Short problem → Would you copy only the lines below, beginning with the one that contains "Where can the stone sea" and running through the last entry line?

[Dataset entries]
* * *
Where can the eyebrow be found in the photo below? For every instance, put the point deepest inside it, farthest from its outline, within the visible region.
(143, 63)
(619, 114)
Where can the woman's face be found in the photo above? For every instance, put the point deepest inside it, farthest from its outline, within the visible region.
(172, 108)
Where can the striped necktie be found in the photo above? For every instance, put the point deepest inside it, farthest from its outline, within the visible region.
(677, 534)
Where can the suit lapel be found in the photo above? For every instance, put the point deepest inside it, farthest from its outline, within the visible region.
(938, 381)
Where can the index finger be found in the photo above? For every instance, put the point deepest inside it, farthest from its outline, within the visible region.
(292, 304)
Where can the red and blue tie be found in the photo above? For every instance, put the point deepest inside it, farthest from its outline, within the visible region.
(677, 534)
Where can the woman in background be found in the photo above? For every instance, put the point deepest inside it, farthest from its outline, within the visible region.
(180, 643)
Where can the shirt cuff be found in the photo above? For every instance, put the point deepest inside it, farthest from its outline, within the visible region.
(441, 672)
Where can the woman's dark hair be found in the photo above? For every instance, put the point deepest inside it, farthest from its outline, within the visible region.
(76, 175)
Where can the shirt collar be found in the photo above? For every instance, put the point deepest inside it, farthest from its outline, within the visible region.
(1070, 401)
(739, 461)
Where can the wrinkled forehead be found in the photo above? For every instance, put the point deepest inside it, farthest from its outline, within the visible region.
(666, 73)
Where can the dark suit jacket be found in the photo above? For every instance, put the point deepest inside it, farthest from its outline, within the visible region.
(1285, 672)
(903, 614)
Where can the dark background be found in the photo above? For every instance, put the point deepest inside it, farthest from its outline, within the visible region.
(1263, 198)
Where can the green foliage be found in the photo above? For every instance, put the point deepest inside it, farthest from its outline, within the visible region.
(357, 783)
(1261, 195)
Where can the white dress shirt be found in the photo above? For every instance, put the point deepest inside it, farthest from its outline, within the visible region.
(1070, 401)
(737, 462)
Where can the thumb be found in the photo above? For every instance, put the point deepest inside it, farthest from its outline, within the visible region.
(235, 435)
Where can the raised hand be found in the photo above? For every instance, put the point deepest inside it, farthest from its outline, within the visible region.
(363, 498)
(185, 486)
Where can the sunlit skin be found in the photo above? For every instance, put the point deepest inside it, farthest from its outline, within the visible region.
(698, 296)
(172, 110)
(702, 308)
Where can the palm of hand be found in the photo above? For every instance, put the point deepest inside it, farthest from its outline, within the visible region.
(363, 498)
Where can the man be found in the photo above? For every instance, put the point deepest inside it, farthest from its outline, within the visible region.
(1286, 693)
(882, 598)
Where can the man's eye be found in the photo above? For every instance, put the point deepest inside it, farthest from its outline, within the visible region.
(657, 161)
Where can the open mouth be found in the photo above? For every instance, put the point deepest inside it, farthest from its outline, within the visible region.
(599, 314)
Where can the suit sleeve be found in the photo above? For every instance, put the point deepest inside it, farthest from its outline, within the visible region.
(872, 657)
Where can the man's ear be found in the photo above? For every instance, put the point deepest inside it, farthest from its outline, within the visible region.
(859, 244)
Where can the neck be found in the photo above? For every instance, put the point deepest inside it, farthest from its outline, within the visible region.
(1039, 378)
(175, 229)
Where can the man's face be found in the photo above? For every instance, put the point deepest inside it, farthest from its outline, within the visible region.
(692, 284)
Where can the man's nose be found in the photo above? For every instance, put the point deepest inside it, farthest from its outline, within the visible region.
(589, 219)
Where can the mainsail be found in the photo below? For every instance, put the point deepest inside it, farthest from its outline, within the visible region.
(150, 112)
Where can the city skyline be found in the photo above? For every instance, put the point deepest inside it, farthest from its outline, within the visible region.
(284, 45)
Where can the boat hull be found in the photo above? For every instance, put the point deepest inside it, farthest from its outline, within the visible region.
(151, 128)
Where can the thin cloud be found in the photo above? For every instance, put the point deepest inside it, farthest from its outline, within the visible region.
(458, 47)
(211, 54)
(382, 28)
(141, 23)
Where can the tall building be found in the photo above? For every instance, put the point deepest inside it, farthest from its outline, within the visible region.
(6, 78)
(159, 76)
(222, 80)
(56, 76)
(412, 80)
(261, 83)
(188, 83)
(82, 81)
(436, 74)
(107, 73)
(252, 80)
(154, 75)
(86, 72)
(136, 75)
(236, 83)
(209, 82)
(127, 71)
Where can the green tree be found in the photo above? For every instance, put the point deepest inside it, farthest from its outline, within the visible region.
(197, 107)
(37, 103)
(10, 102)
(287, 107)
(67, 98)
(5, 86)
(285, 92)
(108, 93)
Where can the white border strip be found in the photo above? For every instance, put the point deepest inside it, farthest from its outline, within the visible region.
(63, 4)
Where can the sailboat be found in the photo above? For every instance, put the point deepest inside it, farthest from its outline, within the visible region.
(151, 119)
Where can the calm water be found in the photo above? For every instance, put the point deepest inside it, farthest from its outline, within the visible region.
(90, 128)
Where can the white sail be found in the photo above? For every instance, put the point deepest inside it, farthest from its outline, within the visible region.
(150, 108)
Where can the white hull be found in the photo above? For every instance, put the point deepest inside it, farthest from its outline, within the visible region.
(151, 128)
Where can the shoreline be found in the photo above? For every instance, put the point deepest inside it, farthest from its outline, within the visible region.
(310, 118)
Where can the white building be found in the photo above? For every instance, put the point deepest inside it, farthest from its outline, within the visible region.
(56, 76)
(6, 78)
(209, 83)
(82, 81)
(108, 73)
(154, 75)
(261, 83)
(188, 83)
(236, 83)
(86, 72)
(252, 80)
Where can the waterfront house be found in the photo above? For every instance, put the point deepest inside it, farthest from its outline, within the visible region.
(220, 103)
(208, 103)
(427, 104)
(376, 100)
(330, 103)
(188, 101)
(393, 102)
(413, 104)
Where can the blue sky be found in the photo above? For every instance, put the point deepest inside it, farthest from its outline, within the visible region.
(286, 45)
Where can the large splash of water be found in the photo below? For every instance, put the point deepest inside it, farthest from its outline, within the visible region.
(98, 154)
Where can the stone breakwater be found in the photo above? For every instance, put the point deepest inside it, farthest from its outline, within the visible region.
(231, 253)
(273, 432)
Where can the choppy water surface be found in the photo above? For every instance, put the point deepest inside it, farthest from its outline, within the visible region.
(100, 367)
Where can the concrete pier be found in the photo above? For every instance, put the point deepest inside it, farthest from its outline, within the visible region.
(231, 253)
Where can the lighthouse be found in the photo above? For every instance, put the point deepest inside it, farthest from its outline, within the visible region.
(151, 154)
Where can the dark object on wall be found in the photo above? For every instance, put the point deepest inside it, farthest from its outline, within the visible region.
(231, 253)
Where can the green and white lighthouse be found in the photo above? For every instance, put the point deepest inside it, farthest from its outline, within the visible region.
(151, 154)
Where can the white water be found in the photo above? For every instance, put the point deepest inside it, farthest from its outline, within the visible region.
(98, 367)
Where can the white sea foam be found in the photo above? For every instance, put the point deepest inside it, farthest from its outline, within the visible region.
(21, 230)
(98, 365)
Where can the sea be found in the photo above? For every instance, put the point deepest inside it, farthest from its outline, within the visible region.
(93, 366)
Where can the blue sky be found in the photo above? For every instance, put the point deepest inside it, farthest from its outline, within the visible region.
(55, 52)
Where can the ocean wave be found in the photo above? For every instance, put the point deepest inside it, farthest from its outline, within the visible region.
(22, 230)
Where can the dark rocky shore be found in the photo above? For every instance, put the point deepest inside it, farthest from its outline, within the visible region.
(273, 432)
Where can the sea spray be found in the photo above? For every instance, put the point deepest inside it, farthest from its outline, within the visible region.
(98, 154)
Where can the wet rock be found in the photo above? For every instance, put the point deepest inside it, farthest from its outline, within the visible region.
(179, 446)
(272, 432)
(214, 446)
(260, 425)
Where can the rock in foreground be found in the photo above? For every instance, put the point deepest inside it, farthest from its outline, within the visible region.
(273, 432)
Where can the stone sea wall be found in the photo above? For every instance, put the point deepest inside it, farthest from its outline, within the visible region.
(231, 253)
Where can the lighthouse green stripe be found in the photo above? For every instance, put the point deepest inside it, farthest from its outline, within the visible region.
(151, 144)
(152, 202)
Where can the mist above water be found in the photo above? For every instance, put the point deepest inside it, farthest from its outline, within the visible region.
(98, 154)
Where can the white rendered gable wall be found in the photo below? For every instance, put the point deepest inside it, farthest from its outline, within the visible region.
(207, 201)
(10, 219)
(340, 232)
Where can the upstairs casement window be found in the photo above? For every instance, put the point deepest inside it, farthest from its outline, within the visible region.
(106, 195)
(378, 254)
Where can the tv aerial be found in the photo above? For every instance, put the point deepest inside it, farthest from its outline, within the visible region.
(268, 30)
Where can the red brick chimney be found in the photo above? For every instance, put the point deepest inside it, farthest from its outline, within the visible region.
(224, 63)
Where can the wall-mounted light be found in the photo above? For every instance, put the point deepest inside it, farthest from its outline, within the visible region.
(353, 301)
* * *
Task answer →
Where can the stone sea wall be found in the photo above? For every instance, put the point deepest inside it, farthest from its outline, within the visible region.
(231, 253)
Where can the lighthouse green stripe be found in the photo above? For every instance, put the point deepest inside it, farthest from its outline, within the visible region.
(151, 144)
(152, 202)
Where can the mist above water be found in the photo above? For every instance, put the point deepest inside it, farthest from its outline, within the visible region.
(98, 154)
Where can the white rendered gable wall be found in the photo below? For every instance, put the point deepest inside it, farthest from its outline, within the visible region.
(207, 201)
(10, 219)
(340, 232)
Where can the upstairs casement window be found in the photo above? For every instance, put the point deepest inside it, farthest from its outline, within the visible region.
(106, 195)
(378, 254)
Where can the tv aerial be found in the photo above? For every instance, put the point deepest inside it, farthest from its outline, within the visible region.
(268, 30)
Where can the red brick chimney be found in the photo above? For every instance, put the point deepest inside it, farthest from its outline, within the visible region.
(224, 63)
Where can the wall-mounted light be found in the photo above? For every instance, put the point deepest inside it, farthest from its outline, within the visible region.
(353, 301)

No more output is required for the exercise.